═══ Estratto del testo ═══

Il Trump di Rozzano

LaPresse

di Guia Soncini (linkiesta.it, 5 dicembre 2024)

«Comportarsi da bulli aiuta nella vita, anche se ha un prezzo. Davanti ai bulli si tace, si sopporta o ci si inchina. Quasi mai, però[,] li si ama. Arrivano alla pancia. Non al cuore». È la chiusa del corsivo dell’altro ieri di Massimo Gramellini, forse articolo vincitore del premio “Capire meno il mondo” 2024, un anno nel quale c’è stata tesa competizione per il trofeo. Ma lunedì, davanti alla prima pagina del Corriere, ho avuto quel friccico che si ha di fronte alla vera incomunicabilità, ai capelli che fanno male, ai croccantini di Pavlov fuoriusciti dalla ciotola.

Certo, già l’uso di quello pseudoconcetto che è «bulli» ci avvisa che siamo di fronte a una puttanata (non credo sia mai esistito un ragionamento serio che includesse la categoria del bullismo, entrata nello scarsissimo dibattito pubblico poco prima di altre invenzioni recenti quali la premenopausa e il ghosting). Ma, direte voi, di cosa o di chi sta parlando Gramellini? Chi è il bullo che arriva alla pancia e non al cuore? (E con le farfalle nello stomaco come la mettiamo? Quanta complessità in questo frasifattismo).

È l’ex marito della Ferragni, del quale io non vorrei scrivere così spesso ma mi ci costringete. E non si trattava neanche di qualcosa che aveva fatto lui (ce ne sarebbero state, poi ci arriviamo), ma della presenza del suo nome in una lista, quella dei concorrenti di Sanremo. Certo, ne avevo scritto anch’io, e infatti ho molto rispetto per la necessità di Gramellini e mia di scodellare un articolo al giorno: vorrei vedere quelli con lavori normali, costretti ad avere sei idee a settimana (ben di più, facendo sia io sia Gramellini mille altre cose, ma già quelle sei ucciderebbero molti altri).

Per cui: Fedez a Sanremo. Da dove la prendo? Ma certo: dal fatto che, se Carlo Conti avesse annunciato la Ferragni a Sanremo, ci sarebbe stata in giro gente che si dava fuoco per protesta, e invece per lui niente, per la sua fedina morale un silenzio complice, «da Fedez si accetta tutto, persino le frequentazioni con i peggiori arnesi della città». È perché Chiara è femmina e con lei siamo più severi causa patriarcato? Mmm, no, si dev’essere detto Gramellini, che lodevolmente cerca di non essere banale. È per Trump.

═══ Materiale fornito ═══

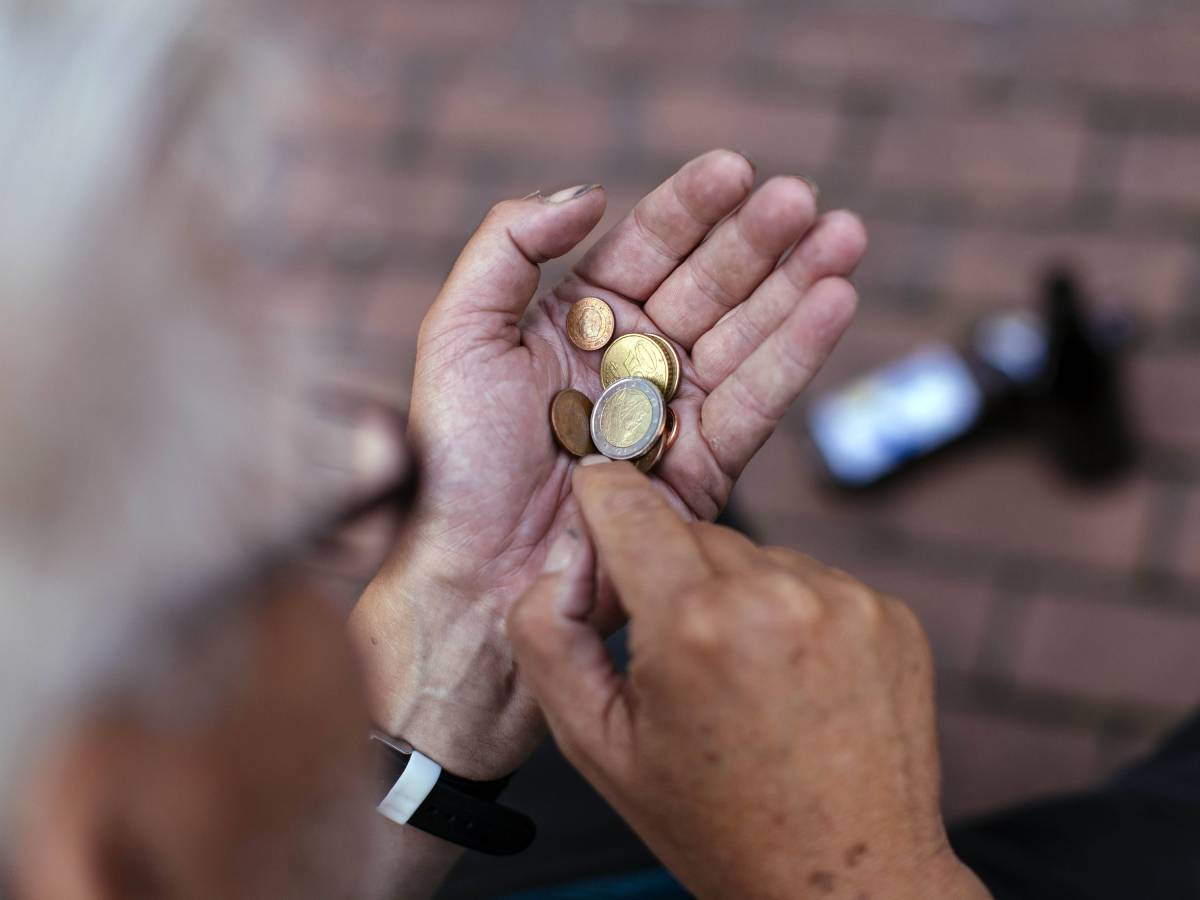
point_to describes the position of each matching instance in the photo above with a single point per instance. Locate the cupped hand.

═══

### Compito da svolgere:
Secondo l'estratto del testo, perché l'uso della parola «bulli» fa capire subito a chi scrive di avere davanti un ragionamento senza valore? Spiegalo in una, due o tre frasi.

### Risposta corretta:
Per chi scrive, «bulli» è uno pseudoconcetto. Non crede che sia mai esistito un ragionamento serio che includesse la categoria del bullismo. Questa categoria è entrata nello scarsissimo dibattito pubblico poco prima di altre invenzioni recenti come la premenopausa e il ghosting.